Skills are best developed in meaningful contexts
People are less likely to transfer isolated pieces of knowledge than they are to transfer parts of well-integrated hierarchical knowledge structures. The more connections a learner sees between the learning environment and the outside world, the easier the transfer will be.
Teachers need to be prepared to look at the real world, particularly the world that students live in. I have always been aware that this helps with the affective domain in problem solving (willingness and persistence), but the evidence shows that it also assists with the cognitive domain by aiding skill transfer across contexts.
Students need to be encouraged to think about how they are thinking about a problem. Self awareness through the process is extremely powerful in developing problem-solving skills.
This can be encouraged by “thinking aloud” sequences. Solving problems in a collaborative setting is also a way of encouraging this, particularly if the communication is managed. For example if students are placed in the situation where they are collaborating through a network chat session it encourages them to communicate their thinking explicitly to one another. It also records that communication for later analysis and discussion. ATC21S made use this strategy in their work. I have also explored this using etherpad.
Teachers also need to be courageous enough to model this behavior for the students. Because of their familiarity with the subject teachers tend to model problem-solving as a routine activity with their classes, simply because they generally go into class knowing how to solve all the problems. It is not a bad idea to sometimes attack a problem that the teacher does not know how to solve.
Utilize the visual arts
The visual arts are often devalued by teachers, particularly teachers of the core disciplines like Maths and Literacy, as a place where real problem-solving does not happen. The visual arts can be a powerful vehicle for developing problem-solving skills. On a superficial level students are learning skills and techniques, but on a deeper level participating in the visual arts involves:
- Envisioning: Students are asked to envision what they cannot observe directly.
- Observing: The skill of careful observation is taught.
- Reflecting: Teachers often encourage reflection by asking open-ended questions about the work. Students are therefore encouraged to develop metacognitive awareness of their work.
- Engaging and persisting: Students tackle projects which engage them, and they need to persist through frustration as they refine and develop their skill with the medium.
——
* Set problem 1:
Put every line of the records from the one containing "point: white kitchen" down to the final line of the records into a numbered list, omitting blank lines.
* Set problem 2:
Write the next portion of the passage on developing students' problem-solving skills, beginning after its final sentence.

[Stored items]
——
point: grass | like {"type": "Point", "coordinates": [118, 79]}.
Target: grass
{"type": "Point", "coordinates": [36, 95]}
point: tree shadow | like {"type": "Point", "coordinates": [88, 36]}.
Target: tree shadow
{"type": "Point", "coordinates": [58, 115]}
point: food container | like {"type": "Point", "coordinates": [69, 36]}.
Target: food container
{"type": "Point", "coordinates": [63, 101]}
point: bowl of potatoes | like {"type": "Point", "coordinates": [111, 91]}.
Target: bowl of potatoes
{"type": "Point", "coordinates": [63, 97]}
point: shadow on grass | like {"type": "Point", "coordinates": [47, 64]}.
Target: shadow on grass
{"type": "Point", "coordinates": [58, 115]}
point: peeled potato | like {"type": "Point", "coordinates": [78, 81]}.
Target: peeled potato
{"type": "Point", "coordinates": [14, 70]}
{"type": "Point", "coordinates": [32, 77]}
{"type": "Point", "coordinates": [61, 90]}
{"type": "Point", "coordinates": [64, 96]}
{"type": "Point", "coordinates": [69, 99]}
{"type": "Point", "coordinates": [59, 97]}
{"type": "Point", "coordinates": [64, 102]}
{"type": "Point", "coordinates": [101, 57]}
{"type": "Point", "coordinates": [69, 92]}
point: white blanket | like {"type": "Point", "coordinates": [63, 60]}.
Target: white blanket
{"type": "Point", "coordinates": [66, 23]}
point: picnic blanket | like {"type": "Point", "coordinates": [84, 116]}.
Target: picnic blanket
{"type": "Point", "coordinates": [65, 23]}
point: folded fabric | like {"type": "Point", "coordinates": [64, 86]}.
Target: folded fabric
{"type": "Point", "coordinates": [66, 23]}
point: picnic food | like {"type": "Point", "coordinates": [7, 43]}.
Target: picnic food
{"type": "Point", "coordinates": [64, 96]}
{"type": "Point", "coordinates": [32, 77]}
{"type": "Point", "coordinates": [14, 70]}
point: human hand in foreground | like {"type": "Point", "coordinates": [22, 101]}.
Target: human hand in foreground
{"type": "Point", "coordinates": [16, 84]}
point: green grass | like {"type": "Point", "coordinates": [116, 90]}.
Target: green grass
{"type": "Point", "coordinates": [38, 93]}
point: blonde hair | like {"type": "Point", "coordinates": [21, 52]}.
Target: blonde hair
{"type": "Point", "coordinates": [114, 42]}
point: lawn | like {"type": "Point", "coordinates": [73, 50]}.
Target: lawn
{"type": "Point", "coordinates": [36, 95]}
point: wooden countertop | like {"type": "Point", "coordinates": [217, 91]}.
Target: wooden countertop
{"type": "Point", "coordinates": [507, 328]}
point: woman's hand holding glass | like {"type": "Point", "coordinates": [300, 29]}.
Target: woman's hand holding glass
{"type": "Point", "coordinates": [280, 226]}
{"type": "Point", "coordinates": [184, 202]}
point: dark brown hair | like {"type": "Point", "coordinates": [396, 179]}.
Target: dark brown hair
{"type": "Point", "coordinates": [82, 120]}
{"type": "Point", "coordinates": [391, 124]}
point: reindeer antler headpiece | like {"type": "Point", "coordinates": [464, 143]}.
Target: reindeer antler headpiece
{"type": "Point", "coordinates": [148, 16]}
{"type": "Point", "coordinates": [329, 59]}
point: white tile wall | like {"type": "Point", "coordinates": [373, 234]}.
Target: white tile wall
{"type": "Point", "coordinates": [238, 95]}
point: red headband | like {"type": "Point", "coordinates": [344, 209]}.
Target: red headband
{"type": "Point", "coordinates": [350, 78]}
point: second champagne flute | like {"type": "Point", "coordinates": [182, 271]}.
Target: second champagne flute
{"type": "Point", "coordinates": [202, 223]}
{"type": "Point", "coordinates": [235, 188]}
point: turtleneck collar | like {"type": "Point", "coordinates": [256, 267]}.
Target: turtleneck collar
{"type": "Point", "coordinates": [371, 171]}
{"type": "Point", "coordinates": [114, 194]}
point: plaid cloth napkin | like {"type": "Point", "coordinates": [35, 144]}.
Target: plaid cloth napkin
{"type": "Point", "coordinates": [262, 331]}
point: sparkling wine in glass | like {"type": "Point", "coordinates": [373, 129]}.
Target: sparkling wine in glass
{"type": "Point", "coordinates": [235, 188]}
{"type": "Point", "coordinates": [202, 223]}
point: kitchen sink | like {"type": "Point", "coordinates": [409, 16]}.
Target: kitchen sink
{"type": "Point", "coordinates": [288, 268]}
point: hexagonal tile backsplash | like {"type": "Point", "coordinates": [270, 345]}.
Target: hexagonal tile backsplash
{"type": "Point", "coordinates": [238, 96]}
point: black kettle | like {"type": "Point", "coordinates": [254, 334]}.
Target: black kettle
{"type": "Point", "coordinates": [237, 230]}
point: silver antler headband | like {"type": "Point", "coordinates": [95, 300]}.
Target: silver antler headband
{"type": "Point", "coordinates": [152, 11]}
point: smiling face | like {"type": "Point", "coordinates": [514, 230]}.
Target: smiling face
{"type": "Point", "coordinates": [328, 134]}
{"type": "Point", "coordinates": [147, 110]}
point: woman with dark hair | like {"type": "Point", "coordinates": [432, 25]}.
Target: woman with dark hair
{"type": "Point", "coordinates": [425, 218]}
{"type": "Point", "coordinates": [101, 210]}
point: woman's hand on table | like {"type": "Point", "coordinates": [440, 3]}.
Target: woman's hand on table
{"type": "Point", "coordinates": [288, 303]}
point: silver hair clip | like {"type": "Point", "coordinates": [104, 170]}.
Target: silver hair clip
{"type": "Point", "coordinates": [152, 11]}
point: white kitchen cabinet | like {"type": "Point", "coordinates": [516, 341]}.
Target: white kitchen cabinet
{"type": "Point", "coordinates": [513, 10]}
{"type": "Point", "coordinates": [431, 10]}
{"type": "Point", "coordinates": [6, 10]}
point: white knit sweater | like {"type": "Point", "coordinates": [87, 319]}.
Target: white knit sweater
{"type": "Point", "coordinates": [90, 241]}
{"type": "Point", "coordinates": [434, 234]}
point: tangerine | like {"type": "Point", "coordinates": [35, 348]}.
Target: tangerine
——
* Task response 1:
1. point: white kitchen cabinet | like {"type": "Point", "coordinates": [516, 341]}.
2. Target: white kitchen cabinet
3. {"type": "Point", "coordinates": [513, 10]}
4. {"type": "Point", "coordinates": [431, 10]}
5. {"type": "Point", "coordinates": [6, 10]}
6. point: white knit sweater | like {"type": "Point", "coordinates": [87, 319]}.
7. Target: white knit sweater
8. {"type": "Point", "coordinates": [90, 241]}
9. {"type": "Point", "coordinates": [434, 234]}
10. point: tangerine | like {"type": "Point", "coordinates": [35, 348]}.
11. Target: tangerine

* Task response 2:
- Stretching and exploring: Students stretch themselves and take risks in producing their work.
So the visual arts are a powerful context in which to teach the basic problem-solving tools.
This post constitutes a summary of what I learned form the PISA report. It has given me a lot to think about as I evaluate my teaching practice. 21st Century skills, like problem-solving, are the key to future success for our students. Effectively teaching them is as challenging as it is worthwhile and work by PISA, ATC21S and 21CLD are showing the way for classroom teachers like yours truly.
21CLD evaluation tool
21st Century Learning Design (21CLD) is a Microsoft supported project to promote the teaching of 21st century skills. They have produced an evaluation tool and a Windows 8 app called ’21st century learning design’. These are intended to help teachers assess their learning activities and develop learning tasks that focus more effectively on 21st century skills. In simple terms a teacher can select one or more skills dimensions and follow the tool to evaluate their activity. For the purpose of this post I have chosen to look at the dimension they define as ‘Knowledge Construction’. This is a key aspect of my innovation strand. The app takes the teacher through a series of questions about the activity, to place it on one of 4 levels of increasing effectiveness. This can be seen in the following screen shot from the app. (I trust Microsoft will not mind me reproducing it.) This is only the landing page for this evaluation, once the assessment has started more information and exemplars are provided at each of the 4 stages.
Evaluating an activity
Armed with the 21CLD app I decided to evaluate a task of mine. I have run this task for a couple of years, and it is fair to say I was quite proud of it.
Description of the activity
In my Computer Graphics and Design class I wanted to cover theory and highlight connections between concepts, while at the same time give students ownership of their learning. To achieve this I decided to give the class the task of developing a wiki. After some instruction on how to use the wiki software I handed out suitable page topics at random to the students and set them to work researching and writing a page. Each lesson I would give the students another randomly assigned topic and they either started a page or contributed to the one started. The lessons are quite long so only the first 20 minutes was allocated to this task before they went back to their practical assignments. More recently I developed a digital badge to reward students for significantly contributing to the wiki pages. Overall the task went well. Students were engaged and covered a lot of theory. (If you are interested the wiki lives at http://dcdesign.wikidot.com) On the face of it this activity ticks a lot of boxes. It is well differentiated, as weaker students can contribute at their own level and be supported by the contributions of stronger students. The students are interdependent, connecting with each other’s work. They are investigating and constructing information and via the wiki links they see connections. It also forced students to think about copyright and intellectual property in a practical way.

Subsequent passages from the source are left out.